GIVEN PASSAGE:
⁂

News & Insight
April 2005

Coaching Others to Breakthroughs

Trisha D. Scudder

You worked in the advertising business before becoming an executive coach. How did that experience help shape your views on coaching?

I started as a copywriter at Leo Burnett; was creative director on the Revlon account at Grey; and created the marketing strategy, name and look that launched Swatch watch. Throughout my career at ad agencies I noticed an interesting difference in the performance of teams. Within the agency where I was working, there were all these agency-client teams. And most were talented, smart and hard-working, but struggled to produce a mediocre result; while another agency-client team, no more talented, smart or hard-working, would produce marketing breakthroughs. What made the difference? I set out to identify the source of performance breakthroughs -- and how to coach others to generate it for themselves.

What was the difference?

The primary difference is what I call the “grip of the past.” Extraordinary teams place no limits on their performance; they are able to go beyond their history and their assumptions of what’s possible. At the same time, ordinary teams are caught in the grip of the past – what’s comfortable, what’s familiar, what’s conventional, what’s consistent with their perceptions and beliefs. They argue for their limitations. They are very reasonable.

Later, as I began to coach, I realized that, as an independent outsider with no allegiance to the past, I could help my clients overcome their self-imposed boundaries by asking the “uncomfortable questions” they wouldn’t ask themselves. Top performers have more at stake and have more expected from them, but their success gives them a stronger “grip of the past” to chip away.

⁂

Point-per-instance localization data:
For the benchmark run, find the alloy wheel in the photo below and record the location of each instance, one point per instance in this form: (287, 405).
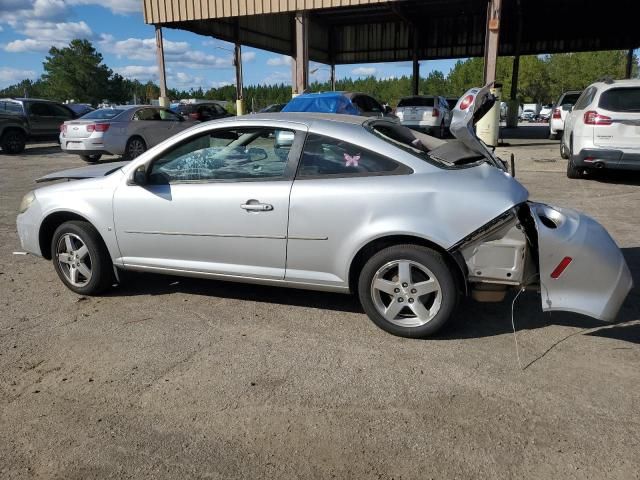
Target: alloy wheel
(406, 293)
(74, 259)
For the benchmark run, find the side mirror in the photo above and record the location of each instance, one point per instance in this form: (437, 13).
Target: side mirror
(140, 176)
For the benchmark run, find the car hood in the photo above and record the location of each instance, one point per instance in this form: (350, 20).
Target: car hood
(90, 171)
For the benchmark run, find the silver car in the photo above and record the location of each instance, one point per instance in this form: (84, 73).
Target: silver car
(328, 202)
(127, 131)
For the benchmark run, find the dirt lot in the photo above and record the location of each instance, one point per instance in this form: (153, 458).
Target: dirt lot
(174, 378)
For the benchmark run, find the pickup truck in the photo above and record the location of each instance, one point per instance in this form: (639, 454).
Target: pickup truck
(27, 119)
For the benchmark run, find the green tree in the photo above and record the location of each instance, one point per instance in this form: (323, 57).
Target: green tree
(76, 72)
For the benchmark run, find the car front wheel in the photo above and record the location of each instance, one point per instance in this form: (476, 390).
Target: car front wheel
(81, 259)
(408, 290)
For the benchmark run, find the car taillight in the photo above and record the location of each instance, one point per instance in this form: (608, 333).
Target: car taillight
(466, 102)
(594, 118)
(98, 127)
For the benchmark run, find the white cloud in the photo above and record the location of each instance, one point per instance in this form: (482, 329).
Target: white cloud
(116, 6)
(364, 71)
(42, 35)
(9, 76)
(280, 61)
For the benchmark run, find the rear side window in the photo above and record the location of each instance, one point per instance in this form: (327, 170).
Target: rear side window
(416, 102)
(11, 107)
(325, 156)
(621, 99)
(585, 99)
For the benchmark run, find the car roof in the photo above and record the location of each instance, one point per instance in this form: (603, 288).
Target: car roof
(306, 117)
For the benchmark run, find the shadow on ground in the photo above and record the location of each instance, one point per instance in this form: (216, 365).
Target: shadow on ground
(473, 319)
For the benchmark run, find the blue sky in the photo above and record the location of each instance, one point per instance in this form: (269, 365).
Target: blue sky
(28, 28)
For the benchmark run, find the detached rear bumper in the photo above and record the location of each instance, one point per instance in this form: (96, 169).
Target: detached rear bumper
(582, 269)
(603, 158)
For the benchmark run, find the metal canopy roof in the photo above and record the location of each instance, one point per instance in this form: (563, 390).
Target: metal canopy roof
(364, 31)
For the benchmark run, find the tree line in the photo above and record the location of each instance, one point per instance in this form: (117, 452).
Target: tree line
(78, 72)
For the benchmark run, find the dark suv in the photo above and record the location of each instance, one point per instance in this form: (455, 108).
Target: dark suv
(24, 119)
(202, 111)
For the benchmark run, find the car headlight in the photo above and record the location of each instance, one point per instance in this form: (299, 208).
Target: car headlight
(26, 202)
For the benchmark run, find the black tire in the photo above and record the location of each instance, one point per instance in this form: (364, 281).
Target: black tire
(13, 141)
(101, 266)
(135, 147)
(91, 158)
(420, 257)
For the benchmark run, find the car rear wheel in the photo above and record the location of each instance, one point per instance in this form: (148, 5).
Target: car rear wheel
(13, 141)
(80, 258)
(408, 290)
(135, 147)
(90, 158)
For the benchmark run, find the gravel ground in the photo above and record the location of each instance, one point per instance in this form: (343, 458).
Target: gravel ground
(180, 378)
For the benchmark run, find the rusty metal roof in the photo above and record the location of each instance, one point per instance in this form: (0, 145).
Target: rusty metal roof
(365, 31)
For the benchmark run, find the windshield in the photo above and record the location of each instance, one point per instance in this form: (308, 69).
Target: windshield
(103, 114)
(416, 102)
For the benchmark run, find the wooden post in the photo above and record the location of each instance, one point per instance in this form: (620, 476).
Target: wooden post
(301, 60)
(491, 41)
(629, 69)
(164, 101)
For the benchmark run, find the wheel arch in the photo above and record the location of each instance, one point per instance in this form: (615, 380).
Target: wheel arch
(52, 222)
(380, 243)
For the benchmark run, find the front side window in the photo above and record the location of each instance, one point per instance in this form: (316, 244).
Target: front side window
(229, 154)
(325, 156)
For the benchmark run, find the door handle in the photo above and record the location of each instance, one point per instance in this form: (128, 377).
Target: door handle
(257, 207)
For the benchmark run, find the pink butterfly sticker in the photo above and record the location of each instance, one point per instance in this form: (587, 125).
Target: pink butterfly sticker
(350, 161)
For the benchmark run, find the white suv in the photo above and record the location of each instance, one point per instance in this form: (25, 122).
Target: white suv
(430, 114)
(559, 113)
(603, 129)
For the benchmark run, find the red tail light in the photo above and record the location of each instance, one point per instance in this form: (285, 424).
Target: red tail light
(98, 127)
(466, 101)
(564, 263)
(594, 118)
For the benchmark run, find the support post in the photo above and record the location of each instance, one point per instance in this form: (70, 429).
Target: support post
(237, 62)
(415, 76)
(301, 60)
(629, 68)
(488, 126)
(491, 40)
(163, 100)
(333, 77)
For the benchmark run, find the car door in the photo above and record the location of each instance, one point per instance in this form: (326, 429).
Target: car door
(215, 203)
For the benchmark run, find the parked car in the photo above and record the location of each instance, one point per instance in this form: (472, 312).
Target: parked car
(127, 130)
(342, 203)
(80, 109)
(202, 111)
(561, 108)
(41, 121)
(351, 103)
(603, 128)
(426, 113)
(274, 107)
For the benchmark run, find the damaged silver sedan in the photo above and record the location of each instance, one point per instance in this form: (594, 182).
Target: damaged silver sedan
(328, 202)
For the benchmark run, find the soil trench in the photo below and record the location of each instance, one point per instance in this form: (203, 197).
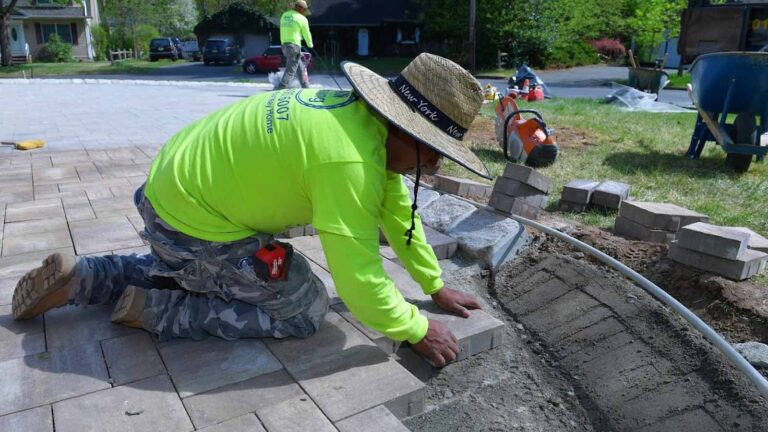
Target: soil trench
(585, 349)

⁂

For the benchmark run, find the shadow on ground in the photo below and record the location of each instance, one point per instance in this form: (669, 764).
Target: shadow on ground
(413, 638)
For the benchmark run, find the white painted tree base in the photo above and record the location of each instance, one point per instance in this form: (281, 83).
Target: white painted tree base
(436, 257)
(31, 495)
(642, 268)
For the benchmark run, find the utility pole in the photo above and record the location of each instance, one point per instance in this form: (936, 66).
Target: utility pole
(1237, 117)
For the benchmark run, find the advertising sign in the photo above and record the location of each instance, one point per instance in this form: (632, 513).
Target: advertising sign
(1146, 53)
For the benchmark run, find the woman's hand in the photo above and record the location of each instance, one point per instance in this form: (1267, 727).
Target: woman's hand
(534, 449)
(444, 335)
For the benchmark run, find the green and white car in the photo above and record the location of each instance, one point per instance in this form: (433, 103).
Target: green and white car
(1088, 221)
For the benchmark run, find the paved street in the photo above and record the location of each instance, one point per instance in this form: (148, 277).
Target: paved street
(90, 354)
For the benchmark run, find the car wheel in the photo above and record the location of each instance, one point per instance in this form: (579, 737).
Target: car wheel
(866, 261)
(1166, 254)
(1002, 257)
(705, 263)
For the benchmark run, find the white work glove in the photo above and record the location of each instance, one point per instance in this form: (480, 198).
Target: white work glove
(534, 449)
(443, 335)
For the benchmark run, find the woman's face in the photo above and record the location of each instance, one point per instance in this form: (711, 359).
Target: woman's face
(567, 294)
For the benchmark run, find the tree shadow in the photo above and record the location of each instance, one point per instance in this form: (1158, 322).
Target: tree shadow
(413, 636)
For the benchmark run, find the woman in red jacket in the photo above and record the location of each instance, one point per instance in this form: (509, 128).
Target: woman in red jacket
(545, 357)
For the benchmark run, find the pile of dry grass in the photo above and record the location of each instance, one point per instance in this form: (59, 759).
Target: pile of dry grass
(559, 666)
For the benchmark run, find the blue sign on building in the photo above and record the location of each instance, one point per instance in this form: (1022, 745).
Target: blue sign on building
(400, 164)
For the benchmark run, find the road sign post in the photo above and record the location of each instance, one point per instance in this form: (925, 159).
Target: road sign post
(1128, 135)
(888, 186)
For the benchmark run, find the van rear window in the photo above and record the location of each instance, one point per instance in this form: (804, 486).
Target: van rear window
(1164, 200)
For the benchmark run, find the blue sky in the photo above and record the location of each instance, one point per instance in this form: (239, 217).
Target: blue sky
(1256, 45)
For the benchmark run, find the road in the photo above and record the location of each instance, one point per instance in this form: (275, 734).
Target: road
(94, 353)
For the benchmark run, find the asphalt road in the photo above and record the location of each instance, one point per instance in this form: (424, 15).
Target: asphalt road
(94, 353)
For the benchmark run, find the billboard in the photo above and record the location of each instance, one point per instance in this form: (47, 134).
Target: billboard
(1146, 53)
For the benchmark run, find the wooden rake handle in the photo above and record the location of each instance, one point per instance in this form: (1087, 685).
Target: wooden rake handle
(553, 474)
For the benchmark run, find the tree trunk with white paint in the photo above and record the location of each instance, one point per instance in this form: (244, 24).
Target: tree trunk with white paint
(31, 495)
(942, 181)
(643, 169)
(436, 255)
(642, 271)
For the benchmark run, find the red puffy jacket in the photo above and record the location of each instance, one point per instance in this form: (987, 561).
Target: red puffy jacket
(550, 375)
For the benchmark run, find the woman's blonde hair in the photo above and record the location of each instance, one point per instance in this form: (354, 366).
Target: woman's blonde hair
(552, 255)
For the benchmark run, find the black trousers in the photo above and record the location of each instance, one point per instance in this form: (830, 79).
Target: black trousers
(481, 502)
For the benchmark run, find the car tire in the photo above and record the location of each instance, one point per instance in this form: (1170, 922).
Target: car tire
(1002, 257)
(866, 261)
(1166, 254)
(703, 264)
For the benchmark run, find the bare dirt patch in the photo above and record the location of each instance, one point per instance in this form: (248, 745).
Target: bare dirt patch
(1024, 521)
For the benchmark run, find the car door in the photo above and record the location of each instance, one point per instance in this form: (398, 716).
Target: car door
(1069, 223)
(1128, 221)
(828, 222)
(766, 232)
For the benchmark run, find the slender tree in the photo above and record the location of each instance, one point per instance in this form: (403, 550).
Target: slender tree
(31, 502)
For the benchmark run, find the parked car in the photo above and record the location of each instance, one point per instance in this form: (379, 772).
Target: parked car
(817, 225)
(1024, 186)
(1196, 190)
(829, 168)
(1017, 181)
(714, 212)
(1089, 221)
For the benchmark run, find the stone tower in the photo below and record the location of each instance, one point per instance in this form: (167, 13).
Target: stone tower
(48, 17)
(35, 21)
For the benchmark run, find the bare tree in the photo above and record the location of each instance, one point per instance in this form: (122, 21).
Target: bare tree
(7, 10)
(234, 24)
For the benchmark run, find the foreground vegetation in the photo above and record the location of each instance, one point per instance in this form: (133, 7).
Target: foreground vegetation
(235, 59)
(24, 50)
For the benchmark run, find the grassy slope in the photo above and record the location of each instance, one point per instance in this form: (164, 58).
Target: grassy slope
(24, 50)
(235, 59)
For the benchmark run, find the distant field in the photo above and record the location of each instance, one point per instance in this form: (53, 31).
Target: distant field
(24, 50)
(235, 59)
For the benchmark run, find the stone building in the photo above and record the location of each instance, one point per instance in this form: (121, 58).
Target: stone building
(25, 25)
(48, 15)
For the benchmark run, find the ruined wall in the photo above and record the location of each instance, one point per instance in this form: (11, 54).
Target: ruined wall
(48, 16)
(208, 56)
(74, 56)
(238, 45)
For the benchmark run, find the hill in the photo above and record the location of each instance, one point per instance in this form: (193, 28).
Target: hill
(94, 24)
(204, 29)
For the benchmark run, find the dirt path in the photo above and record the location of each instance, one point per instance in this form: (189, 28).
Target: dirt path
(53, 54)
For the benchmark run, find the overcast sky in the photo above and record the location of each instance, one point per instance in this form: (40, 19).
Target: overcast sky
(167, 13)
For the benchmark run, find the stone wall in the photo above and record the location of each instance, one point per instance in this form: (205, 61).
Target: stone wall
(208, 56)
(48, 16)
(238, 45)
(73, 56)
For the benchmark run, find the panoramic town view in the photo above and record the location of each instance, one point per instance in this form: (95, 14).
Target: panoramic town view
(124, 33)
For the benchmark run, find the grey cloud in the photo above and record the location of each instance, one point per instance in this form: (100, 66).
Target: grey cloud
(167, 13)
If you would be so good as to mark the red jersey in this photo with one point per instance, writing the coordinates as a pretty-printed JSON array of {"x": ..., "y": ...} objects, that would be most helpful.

⁂

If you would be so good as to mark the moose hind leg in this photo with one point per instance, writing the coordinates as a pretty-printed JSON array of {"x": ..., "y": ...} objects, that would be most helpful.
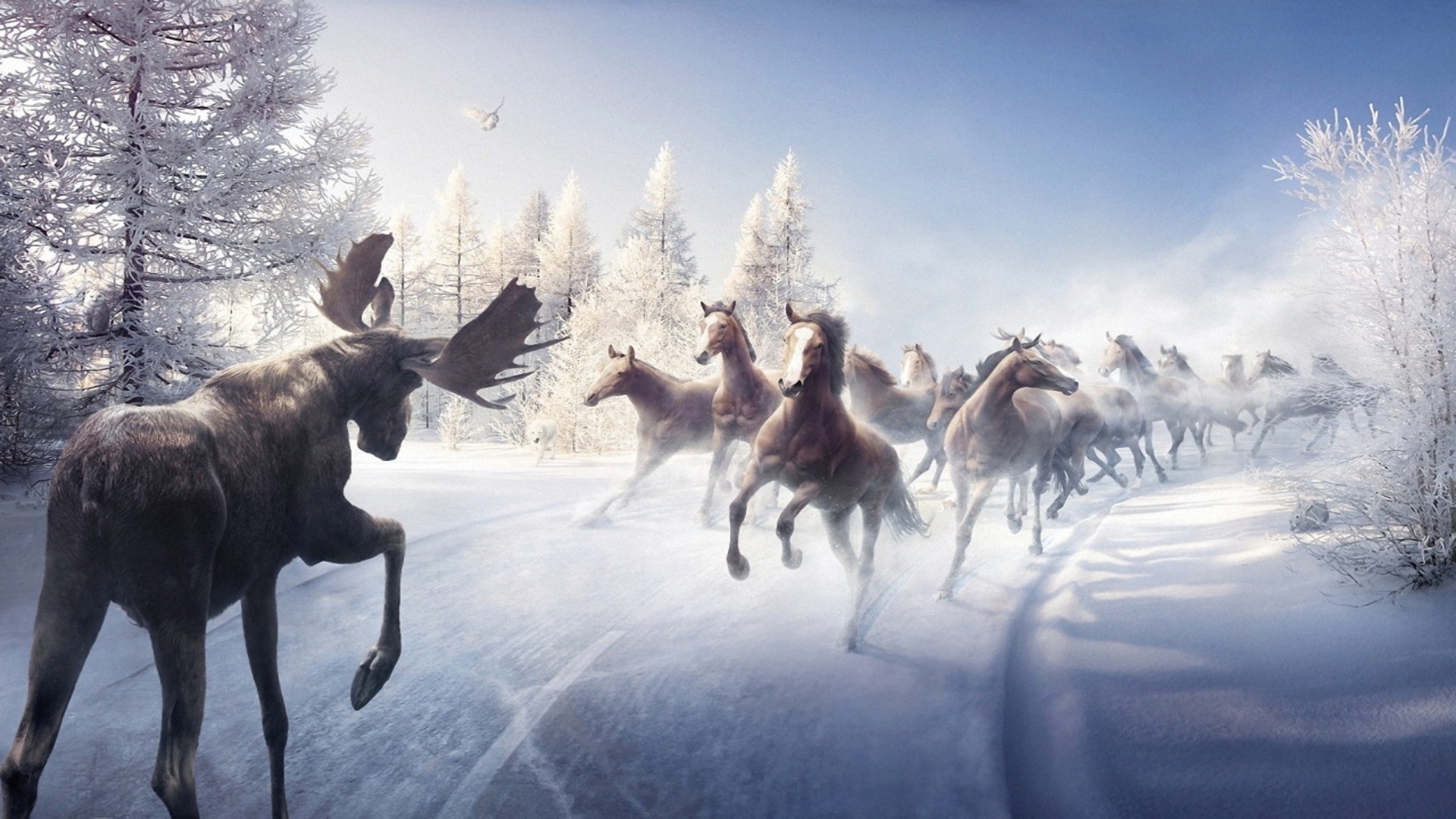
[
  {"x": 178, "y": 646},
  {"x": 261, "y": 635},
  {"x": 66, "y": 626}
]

⁂

EXERCISE DESCRIPTION: Reproduce the passage of the interview on coaching that begins with the words "The primary difference" and ends with the words "are very reasonable.". The data above stand apart from the interview on coaching and are not connected to it.

FINISHED TASK:
The primary difference is what I call the “grip of the past.” Extraordinary teams place no limits on their performance; they are able to go beyond their history and their assumptions of what’s possible. At the same time, ordinary teams are caught in the grip of the past – what’s comfortable, what’s familiar, what’s conventional, what’s consistent with their perceptions and beliefs. They argue for their limitations. They are very reasonable.